* Task brief *
Lay out every one of the entries below as a numbered list, skipping any blank lines.

#####

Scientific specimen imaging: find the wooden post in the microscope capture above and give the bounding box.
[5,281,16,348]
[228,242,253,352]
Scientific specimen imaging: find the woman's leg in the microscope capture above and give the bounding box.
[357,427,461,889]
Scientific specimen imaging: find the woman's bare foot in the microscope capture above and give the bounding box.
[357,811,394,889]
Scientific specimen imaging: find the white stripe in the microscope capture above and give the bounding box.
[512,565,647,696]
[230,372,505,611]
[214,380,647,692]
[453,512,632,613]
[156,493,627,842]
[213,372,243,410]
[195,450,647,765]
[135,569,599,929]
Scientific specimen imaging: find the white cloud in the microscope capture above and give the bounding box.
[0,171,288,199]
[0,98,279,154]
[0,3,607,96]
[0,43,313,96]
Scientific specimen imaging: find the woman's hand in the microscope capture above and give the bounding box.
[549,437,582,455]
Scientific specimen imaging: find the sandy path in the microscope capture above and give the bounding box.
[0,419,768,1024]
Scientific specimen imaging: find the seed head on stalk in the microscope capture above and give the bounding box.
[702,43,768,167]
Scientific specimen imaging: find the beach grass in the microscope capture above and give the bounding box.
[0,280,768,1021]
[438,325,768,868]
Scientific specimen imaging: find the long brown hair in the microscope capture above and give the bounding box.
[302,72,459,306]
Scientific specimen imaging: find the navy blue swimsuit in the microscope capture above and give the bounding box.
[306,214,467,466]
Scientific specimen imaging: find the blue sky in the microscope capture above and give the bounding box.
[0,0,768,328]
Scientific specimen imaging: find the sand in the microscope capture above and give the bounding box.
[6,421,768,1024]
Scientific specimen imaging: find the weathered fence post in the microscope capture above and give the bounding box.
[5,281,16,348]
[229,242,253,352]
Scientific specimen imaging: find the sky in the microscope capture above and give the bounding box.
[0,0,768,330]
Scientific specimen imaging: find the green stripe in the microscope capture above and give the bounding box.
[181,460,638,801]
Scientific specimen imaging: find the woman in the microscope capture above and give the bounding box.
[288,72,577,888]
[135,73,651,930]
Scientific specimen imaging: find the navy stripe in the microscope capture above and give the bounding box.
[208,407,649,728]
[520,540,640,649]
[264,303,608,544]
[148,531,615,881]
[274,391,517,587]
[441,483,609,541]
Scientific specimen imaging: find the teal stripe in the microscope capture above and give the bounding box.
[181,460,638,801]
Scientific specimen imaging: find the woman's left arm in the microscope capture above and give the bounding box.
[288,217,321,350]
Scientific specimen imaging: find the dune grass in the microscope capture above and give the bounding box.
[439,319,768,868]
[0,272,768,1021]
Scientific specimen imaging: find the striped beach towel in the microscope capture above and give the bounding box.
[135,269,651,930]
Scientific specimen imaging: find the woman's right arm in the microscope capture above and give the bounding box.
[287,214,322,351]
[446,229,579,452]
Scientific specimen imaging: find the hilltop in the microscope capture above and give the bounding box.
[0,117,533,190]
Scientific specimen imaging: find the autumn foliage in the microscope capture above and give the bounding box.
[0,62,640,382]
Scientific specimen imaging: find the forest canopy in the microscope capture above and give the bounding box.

#####

* The completed task *
1. Scientific specimen imaging: find the wooden post in the microscope capture above and give the bounding box.
2. [5,281,16,348]
3. [228,242,253,352]
4. Scientific specimen imaging: find the woman's leg in the microscope capture above and give the bounding box.
5. [357,427,461,889]
6. Scientific specimen imaging: find the woman's bare foot in the microscope capture above and give the bounding box.
7. [357,811,394,889]
8. Scientific specimen imaging: find the white stripe in the microscope capture above and give the bounding box.
9. [512,565,647,696]
10. [230,372,505,611]
11. [214,380,647,692]
12. [453,512,632,613]
13. [156,493,627,842]
14. [213,372,243,410]
15. [195,450,647,765]
16. [135,569,599,929]
17. Scientific specimen imaging: find the white cloud in the microscope capture above and give the bounding box.
18. [0,171,288,199]
19. [0,98,279,154]
20. [0,3,607,96]
21. [0,43,313,96]
22. Scientific specimen imaging: find the woman's hand in the microscope capture above and give the bounding box.
23. [549,437,582,455]
24. Scientific specimen imaging: find the sandy path in the microscope capture above and give the bounding box.
25. [0,419,768,1024]
26. Scientific specimen imaging: find the seed head on stalk in the microscope capture above and give the bounding box.
27. [702,43,768,167]
28. Scientific specimen imaging: find the beach grass in the microscope capture above and give the bounding box.
29. [0,280,768,1021]
30. [438,325,768,868]
31. Scientific specimen imaging: find the long brown hair in the microscope capture above and give the bounding box.
32. [302,72,459,306]
33. Scientific specimen imaging: find the navy blue swimsuit in the microscope capture above and give the bounding box.
34. [306,214,467,466]
35. Scientific specimen imaging: find the blue sky in the microscope capture above and give the bounding box.
36. [0,0,768,328]
37. Scientific specimen imaging: find the sand in the microscope capture above and give the bounding box.
38. [6,421,768,1024]
39. Scientific specimen imaging: find the weathered fence post in the microscope capture above and give the bounding box.
40. [5,281,16,348]
41. [229,242,253,352]
42. Scientific specimen imaging: find the sky in the microscope capture above and give the bounding box.
43. [0,0,768,330]
44. Scientific specimen imaging: find the green stripe in the microscope capture above and give the bounding box.
45. [181,460,638,801]
46. Scientific specimen imaging: find the woman in the microscope capture above and give the bounding box.
47. [288,72,577,888]
48. [135,73,651,930]
49. Scientific specimen imaging: find the navy stripe in the microscope capture above and give the bounding box.
50. [208,407,649,728]
51. [520,540,640,649]
52. [264,303,608,544]
53. [148,531,615,881]
54. [274,391,517,587]
55. [441,483,609,541]
56. Scientific specimen imaging: find the teal stripe in the microscope capture above and give the bounding box.
57. [181,460,638,801]
58. Scientific specimen imaging: find the woman's left arm in the microscope capture above and give the bounding box.
59. [288,217,321,350]
60. Scientific specimen imaging: find the dune grass in the microscope capture above and give the bounding box.
61. [439,319,768,868]
62. [0,272,768,1021]
63. Scientific specimen imaging: find the striped beach towel in the microscope capture above and give the bounding box.
64. [135,269,651,930]
65. Scientific specimen imaging: find the woman's right arm in the microscope capture above and give the bounding box.
66. [287,214,322,351]
67. [446,229,579,452]
68. Scientific specimen imaging: find the hilltop in the microscope capture above and give the bounding box.
69. [0,117,533,190]
70. Scientific specimen imaging: find the autumn foliage in the microscope capture above and give the bounding box.
71. [0,62,640,382]
72. Scientific specimen imaging: find the forest canopy in the microscope capture above and give the bounding box.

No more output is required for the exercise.